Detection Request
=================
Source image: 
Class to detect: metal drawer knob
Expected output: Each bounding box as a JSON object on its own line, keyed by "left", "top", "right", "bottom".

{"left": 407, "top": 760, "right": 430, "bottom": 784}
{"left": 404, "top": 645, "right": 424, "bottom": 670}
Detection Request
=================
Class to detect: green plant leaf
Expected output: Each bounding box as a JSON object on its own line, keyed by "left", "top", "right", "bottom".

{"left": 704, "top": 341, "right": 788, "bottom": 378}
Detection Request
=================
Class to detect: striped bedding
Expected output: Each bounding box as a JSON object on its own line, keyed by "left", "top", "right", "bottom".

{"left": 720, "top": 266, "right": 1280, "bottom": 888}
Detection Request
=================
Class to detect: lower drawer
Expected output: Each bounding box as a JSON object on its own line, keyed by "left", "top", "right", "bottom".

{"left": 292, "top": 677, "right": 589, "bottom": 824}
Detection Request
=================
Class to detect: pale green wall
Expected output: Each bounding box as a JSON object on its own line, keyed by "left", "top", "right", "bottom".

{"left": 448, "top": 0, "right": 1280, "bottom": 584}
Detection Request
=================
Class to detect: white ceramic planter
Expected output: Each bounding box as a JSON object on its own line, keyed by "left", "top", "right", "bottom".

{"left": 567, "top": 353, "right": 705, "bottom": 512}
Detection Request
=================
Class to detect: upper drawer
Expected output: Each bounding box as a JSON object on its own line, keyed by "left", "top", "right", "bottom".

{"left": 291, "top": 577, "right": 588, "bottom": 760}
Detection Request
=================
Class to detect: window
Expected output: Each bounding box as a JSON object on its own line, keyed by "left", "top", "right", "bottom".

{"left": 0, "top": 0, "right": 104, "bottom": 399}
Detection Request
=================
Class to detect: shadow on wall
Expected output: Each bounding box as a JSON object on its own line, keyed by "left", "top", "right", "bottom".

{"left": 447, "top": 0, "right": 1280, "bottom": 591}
- - - - - - -
TASK BRIEF — Pull every line with the string "wall" out of the material.

EXERCISE RESPONSE —
Class to detect: pale green wall
Class to detect: shadow on wall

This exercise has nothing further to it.